Na ausência de limites para expansão dos gastos com os parasitas, o governo, se tivesse coragem para ser popular, criaria mecanismos de desconcentração de renda. Por exemplo, gatilhos ou tributos sobre ganhos de capital e rendimentos atrelados às taxas de juros escorchantes. Toda vez que o BC elevasse as taxas de juros para irrigar o rentismo, o Tesouro elevaria automaticamente as alíquotas sobre rendimentos financeiros. Isso até reforçaria o suposto (ou declarado) objetivo do BC de segurar a demanda porque a inflação esperada pelos miquinhos do sistema financeiro está sempre no limiar da hiperinflação… Evitaria assim a consequência de concentrar renda (que é na verdade o objetivo não declarado da direção do BC). E reduziria o déficit nominal tanto do ponto de vista das transferências como da arrecadação. Ou então criaria um imposto sobre a propriedade de contas em paraísos fiscais (Lei Paulo Guedes ou Lei Bob Fields). Outra saída seria dar um choque de investimentos com uso de parte das reservas internacionais, criando novas empresas estatais. Todavia, não é nosso papel dar pitacos sobre a gestão do capital em condições de subdesenvolvimento crônico. Um dos problemas da Bananilga é que a burguesia tosca não investe em quantidade (isso exclui acumulação de ativos imobiliários em Miami) e qualidade. E pelo novo calabouço, o governo também não. Pelo menos não nos níveis quantitativos necessários para repor a depreciação e compensar a incapacidade crônica da burguesia nacional golpista.
::::::
Escreva a continuação do texto sobre os juros do BC e as contas do governo, começando logo depois da última frase. O material não tem relação alguma com esta atividade.

> DADOS DISPONÍVEIS
::::::
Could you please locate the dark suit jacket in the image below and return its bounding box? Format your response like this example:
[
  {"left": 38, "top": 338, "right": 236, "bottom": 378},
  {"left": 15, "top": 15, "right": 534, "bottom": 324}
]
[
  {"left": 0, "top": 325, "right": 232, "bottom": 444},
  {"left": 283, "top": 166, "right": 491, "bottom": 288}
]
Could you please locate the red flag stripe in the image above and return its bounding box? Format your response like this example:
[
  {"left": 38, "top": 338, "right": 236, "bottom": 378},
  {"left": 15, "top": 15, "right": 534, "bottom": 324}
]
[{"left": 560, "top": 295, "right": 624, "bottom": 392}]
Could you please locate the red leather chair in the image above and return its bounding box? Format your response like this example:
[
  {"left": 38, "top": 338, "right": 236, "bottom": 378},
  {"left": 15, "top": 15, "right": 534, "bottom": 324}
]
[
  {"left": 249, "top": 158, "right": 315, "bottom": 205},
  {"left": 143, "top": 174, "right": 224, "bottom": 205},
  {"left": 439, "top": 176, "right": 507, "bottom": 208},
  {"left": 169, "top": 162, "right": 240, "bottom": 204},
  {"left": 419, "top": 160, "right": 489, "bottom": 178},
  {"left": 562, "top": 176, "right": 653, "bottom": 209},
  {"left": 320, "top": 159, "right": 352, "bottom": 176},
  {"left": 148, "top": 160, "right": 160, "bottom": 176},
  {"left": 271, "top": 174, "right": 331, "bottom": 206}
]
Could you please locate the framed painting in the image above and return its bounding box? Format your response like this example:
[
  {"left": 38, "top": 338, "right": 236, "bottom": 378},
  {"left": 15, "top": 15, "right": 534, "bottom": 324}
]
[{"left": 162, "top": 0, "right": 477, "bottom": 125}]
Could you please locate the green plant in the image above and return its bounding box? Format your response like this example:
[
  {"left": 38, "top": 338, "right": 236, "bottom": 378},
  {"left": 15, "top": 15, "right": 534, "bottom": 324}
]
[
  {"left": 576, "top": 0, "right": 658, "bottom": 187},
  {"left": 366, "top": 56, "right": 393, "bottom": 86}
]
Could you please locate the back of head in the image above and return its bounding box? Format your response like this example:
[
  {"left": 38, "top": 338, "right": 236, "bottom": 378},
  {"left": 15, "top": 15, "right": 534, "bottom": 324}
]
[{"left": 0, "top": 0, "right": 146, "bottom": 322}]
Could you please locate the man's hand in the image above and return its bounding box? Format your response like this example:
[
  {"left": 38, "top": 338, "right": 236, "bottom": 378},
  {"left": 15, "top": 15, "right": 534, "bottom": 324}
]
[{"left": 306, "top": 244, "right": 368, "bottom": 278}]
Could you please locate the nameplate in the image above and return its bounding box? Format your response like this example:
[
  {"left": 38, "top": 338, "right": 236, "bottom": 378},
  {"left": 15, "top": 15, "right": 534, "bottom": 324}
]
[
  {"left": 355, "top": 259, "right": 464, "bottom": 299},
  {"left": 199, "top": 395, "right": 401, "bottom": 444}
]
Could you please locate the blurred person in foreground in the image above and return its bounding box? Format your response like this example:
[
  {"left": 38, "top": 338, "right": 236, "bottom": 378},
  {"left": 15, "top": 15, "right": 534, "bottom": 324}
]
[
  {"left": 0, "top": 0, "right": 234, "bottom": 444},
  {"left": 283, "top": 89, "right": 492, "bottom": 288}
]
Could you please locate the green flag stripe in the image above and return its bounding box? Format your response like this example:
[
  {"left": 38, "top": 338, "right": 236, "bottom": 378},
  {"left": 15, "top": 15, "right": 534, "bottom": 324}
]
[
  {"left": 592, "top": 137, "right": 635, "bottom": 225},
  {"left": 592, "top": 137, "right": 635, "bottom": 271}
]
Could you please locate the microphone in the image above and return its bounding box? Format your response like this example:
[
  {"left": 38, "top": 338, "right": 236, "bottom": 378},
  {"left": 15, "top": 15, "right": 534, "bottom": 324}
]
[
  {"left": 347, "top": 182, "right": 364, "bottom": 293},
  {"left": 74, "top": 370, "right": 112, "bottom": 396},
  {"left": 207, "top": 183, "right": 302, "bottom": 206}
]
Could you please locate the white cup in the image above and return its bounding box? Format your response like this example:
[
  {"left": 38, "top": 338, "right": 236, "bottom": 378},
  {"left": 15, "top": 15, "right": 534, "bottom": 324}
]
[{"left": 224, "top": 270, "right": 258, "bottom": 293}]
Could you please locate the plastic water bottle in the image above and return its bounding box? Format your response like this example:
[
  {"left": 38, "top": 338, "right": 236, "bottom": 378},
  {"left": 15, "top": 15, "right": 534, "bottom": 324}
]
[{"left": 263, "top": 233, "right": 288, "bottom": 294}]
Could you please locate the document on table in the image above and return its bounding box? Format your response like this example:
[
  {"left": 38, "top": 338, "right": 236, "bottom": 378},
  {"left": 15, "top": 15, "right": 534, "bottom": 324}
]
::::::
> RESPOSTA DO EXERCÍCIO
Desta forma, há uma única regra fiscal útil: fiscalizar as tonterias, como aponta a sabedoria popular. Assim: 1. Os ventríloquos das instituições financeiras e seus boneco na mídia venal (suínos em particular) não sabem como a economia real funciona (os primeiros seguem modelinhos abstratos equivocados e irrelevantes, como sugere André Lara Resende, e os segundos só repetem o que os primeiros querem ouvir); 2. Se alguém acha que os ventríloquos e seus bonecos sabem alguma coisa de economia real, reveja a regra 1. Um dos desdobramento desta regra é: se o rentismo gostou, o calabouço é ruim. Se os bonecos de ventríloquos das instituições financeiras aprovaram o calabouço, ele é ruim. Para quem? Para a maioria, mesmo com a chantagem de os miquinhos criarem instabilidade financeira com fugas de capitais e outras ações se forem contrariados. Portanto, a nova-velha antipolítica fiscal não tem como cumprir a falsa missão de retomar o crescimento. Ele segue unida feito unha e carne à antipolítica monetária no sentido de distribuir, sob o manto da tecnicalidade (obediência cega aos interesses da finança), a renda estagnada (no agregado) ao rentismo. Como bem sabe o sub do Ministro Fernando Haddad, possível próximo marionete da Faria Lima quando o corpo dirigente do BC de Bob Fields for desinfectado: manda quem pode, obedece quem sempre tem prejuízo.